→ Exercise instructions
All of the records are to be reproduced exactly.

Data entries:
* * * *

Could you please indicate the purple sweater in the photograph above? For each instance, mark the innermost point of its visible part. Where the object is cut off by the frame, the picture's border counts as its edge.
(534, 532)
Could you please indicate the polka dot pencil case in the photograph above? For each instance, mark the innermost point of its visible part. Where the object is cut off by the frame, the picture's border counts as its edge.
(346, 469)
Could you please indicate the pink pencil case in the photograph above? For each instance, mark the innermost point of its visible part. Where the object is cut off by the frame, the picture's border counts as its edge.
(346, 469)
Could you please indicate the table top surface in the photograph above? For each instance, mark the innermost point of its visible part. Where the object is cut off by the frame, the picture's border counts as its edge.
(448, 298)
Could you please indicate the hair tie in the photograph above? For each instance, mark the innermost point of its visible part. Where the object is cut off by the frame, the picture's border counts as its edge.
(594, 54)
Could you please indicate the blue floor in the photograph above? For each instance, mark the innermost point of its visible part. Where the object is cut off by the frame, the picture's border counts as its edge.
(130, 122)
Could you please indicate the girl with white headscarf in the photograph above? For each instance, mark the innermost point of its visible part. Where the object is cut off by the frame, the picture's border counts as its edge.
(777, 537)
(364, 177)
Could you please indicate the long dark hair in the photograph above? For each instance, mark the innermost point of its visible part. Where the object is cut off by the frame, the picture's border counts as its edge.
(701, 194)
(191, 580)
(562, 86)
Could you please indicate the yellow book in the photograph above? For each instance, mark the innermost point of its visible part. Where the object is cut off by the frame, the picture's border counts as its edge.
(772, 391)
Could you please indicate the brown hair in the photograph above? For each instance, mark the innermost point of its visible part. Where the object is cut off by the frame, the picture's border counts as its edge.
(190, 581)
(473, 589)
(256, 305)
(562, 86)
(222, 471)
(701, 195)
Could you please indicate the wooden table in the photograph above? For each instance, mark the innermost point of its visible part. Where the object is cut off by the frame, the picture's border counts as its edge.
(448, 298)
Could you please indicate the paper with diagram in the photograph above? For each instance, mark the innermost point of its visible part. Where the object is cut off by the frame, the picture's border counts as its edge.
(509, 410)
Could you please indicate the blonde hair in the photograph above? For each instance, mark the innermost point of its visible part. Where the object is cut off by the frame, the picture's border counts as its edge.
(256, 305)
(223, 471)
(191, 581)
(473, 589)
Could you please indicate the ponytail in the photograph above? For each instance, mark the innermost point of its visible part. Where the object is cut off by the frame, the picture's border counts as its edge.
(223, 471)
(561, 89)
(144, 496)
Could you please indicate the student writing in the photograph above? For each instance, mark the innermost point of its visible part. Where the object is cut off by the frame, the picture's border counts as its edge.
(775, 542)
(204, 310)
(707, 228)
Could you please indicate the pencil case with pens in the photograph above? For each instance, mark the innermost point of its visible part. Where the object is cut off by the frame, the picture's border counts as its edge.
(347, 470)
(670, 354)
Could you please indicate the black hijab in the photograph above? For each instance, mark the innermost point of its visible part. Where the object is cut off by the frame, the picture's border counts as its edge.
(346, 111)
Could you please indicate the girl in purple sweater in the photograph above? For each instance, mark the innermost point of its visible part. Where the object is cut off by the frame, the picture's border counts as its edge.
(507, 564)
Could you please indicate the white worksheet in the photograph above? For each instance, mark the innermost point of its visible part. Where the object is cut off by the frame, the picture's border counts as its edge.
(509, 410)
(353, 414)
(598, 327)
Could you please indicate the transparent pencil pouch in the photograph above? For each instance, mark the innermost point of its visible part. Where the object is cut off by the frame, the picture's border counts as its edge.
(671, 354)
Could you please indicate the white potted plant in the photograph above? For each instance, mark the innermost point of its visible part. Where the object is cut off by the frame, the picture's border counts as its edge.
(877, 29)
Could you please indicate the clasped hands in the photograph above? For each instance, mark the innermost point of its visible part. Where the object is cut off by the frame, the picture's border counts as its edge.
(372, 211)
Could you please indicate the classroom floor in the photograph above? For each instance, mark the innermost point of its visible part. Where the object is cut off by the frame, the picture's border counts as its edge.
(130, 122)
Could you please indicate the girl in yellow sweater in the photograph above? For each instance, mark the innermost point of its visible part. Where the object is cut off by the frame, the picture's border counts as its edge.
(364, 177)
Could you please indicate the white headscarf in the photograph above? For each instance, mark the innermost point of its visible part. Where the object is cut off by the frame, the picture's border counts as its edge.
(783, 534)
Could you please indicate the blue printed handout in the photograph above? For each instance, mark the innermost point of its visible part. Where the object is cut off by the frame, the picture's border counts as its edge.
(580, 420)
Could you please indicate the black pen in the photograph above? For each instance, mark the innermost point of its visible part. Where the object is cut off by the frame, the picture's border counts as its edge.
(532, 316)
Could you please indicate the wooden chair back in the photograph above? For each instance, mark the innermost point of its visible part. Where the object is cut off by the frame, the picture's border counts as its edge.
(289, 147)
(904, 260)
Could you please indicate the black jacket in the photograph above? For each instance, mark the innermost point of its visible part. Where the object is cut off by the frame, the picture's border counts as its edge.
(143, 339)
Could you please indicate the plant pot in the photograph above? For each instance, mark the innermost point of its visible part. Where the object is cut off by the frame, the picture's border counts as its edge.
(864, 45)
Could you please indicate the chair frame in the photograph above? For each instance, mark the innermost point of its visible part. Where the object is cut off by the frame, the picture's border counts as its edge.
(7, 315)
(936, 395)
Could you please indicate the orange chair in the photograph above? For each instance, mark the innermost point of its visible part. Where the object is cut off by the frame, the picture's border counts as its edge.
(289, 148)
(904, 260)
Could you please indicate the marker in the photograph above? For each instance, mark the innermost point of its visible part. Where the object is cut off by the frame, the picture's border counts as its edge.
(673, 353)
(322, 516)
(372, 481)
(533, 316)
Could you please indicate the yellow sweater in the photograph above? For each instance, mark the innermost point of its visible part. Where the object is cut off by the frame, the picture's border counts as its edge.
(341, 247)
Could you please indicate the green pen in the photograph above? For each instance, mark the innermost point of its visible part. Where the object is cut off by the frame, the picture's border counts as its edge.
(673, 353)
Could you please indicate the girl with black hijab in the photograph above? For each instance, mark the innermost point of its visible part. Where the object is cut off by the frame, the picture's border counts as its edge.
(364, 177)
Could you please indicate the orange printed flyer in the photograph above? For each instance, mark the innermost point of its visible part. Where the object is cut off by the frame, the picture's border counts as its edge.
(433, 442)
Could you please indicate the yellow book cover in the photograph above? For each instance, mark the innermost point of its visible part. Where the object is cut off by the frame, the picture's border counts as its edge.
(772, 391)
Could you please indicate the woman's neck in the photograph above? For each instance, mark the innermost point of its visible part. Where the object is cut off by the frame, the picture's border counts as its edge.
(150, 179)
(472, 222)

* * * *

→ Reply to the task
Could you please indicate the purple sweater in the photograph above? For each instance, mark the innermost point of its visible part. Where the object is cut off by the frame, the picture's border counts as its edge.
(534, 532)
Could you please indicate the polka dot pencil case in the photograph above? For each instance, mark the innermost point of its visible part. Where the object is cut off by the frame, the picture's border counts as its edge.
(346, 469)
Could you please indicate the pink pencil case in the photograph above? For each instance, mark the innermost point of its visible part. Where the object is cut off by the frame, the picture's border counts as its edge.
(346, 469)
Could you please indicate the table top surface in the photograph above? For each instance, mark the innermost point of its visible part. Where the object is cut off by the frame, the picture's border counts as its edge.
(448, 298)
Could you please indicate the hair tie in the photograph above? For each instance, mark the innermost point of its visible part. Where the object is cut off by the frame, the picture's border counts as its edge.
(594, 54)
Could you please indicate the blue floor in the photograph above? For each instance, mark the innermost point of its visible part. Where the object is cut off by the frame, the picture's border counts as its edge.
(130, 122)
Could you please indicate the girl with white headscarf in the photograph above? For each instance, mark the innermost point of its visible part. Where the object is cut off by the frame, the picture's border counts as its edge.
(777, 537)
(364, 177)
Could you please indicate the long dark hair in the photograph above? For each instance, mark the innermost point of its visible part. Where the object is cut off by the frame, the picture's border counts as its edge.
(701, 194)
(191, 580)
(562, 86)
Could you please indicate the yellow book in the photograph above? For each instance, mark the innermost point of its visible part. Where the object is cut off by the frame, the picture's border counts as its edge.
(772, 391)
Could you please indicate the brown hair in the photograph above? For each instance, mark the innermost point of its visible part. Where the object is cut off by the frame, the picture's border counts as its edge.
(190, 581)
(473, 589)
(256, 305)
(562, 86)
(222, 471)
(701, 195)
Could you please indicate the wooden table in the photograph above? For each instance, mark the innermost point of its visible part. Where the object is cut off by the frame, the picture's border counts as its edge.
(448, 298)
Could you please indicate the paper with diagram in the photograph above? For each instance, mark the innermost point of its visible part. Where the object is cut off by the frame, the picture's border counts as its edge.
(509, 410)
Could you please indicate the blonde hair in the photograph above? For each instance, mark the innermost point of its visible part. Where the object is cut off by the frame, the picture's border counts as its edge.
(256, 305)
(223, 471)
(191, 581)
(473, 589)
Could you please indicate the ponytail in the photograph above? For each instance, mark the innermost point of its visible part. Where the object is cut off by the frame, the picture's border counts as its edge.
(223, 471)
(561, 89)
(144, 496)
Could you please indicate the student writing in the photograph above? For each instance, mark the innermost point of its visible part. Where the object is cut off by the frame, the picture's border counts as its edge.
(775, 542)
(204, 310)
(707, 228)
Could you please indicate the pencil case with pens in the photograph above? For each instance, mark the innermost point of its visible part. Where the object is cut off by the frame, the picture's border counts as its edge.
(347, 470)
(670, 354)
Could you please indicate the black hijab in the photograph above? For each instance, mark the innermost point of its visible part. Where the object is cut off by the frame, the picture's border counts as its edge.
(346, 111)
Could you please indicate the girl in purple sweater in the photograph above? For each instance, mark the innermost point of its visible part. Where the object is cut off by the frame, the picture's border counts as its edge.
(507, 564)
Could you please indicate the white worksheet in the photograph above? For each instance, mark the innermost point of its visible part. Where the object is cut off by the frame, the picture's border counts as its edge.
(509, 410)
(353, 414)
(598, 327)
Could you please indicate the transparent pencil pouch in the photograph above? For each instance, mark the innermost point of its visible part. Where the object is cut off by the frame, the picture's border counts as its edge.
(671, 354)
Could you please indicate the white potted plant in the photograph above? For each instance, mark the innermost point of its visible part. Where the object is cut off by the frame, the picture's border counts as its edge.
(877, 29)
Could you please indicate the clasped hands in the photograph above? For each instance, mark the innermost point of its visible part. Where the object is cut off by the frame, the picture's border counts as its edge.
(372, 211)
Could you please indicate the classroom floor in the photograph above? For each instance, mark the innermost point of its visible part. Where the object is cut off by the frame, the picture's border counts as its edge.
(130, 122)
Could you please indicate the girl in yellow sweater in the photograph above? For each instance, mark the innermost point of its visible part. Where the object is cut off by the frame, the picture's border counts as its edge.
(364, 177)
Could you please indicate the white headscarf in the photograph above? For each instance, mark the innermost point of its visible part. Where the object is cut off by the frame, the picture's border counts as its edge.
(783, 534)
Could you please indicate the blue printed handout in the photograph above? For each instance, mark the innermost point of its visible part. Where the object is cut off by the frame, the picture's border counts as its edge.
(580, 420)
Could you please indicate the black pen in the photograph above? For each instance, mark the innermost point of its visible part. Where the object is cut off by the frame, the picture's border counts as its edge.
(532, 316)
Could you please indicate the wooden chair back in the photograph above? For each instance, mark the innermost point of its visible part. Where the object is cut off by the frame, the picture's border counts as its edge.
(289, 147)
(904, 260)
Could you please indicate the black jacket in the photograph above? For each instance, mark the innermost point of its visible part. Where the object is cut off by the frame, the picture's border counts as its edge.
(143, 339)
Could you please indicate the plant pot in the photograph above? For each instance, mark the innermost point of its visible part. Where the object is cut off by the frame, the picture's border counts as its edge.
(864, 45)
Could you please indicate the chair frame in the photograph above? For each instance, mark the innermost point of its visible part. Where the object is cut off by the frame, the picture's border counts as its edge.
(7, 315)
(936, 395)
Could you please indicate the orange chair in the photograph above? For each instance, mark the innermost point of its visible part. Where the object is cut off by the frame, the picture's border counts as its edge.
(289, 148)
(904, 260)
Could you please indicate the marker in the photograph above? For each instance, mark the innermost point of its visible part. Where the object is cut off by the frame, the picture's border counts as its edge.
(673, 353)
(322, 516)
(372, 481)
(533, 316)
Could you please indicate the yellow sweater in the photograph above? For each instance, mark the innermost point of its visible part. Where the object is cut off by the frame, the picture's border counts as its edge.
(341, 247)
Could you please indicate the green pen in the photograph above? For each instance, mark the innermost point of its visible part. Where the object is cut off by the frame, the picture's border counts as its edge.
(673, 353)
Could you please indicate the girl with black hijab in the photograph above? For each instance, mark the innermost point of its visible part. Where the object is cut off by the frame, the picture's border counts as its edge.
(364, 177)
Could you please indicate the orange printed flyer in the photograph above? For each instance, mark the innermost point of its visible part. Where the object is cut off by the frame, the picture's border counts as its edge.
(433, 442)
Could you please indicate the yellow book cover in the photograph above? For each instance, mark the innermost point of its visible part. Where the object is cut off by the frame, the picture's border counts as its edge.
(772, 391)
Could you please indicate the woman's neck in the photograph above? For each instance, mark the innermost point of its visible part. Where the object is cut off by the frame, the picture's border counts as its edge.
(150, 179)
(472, 222)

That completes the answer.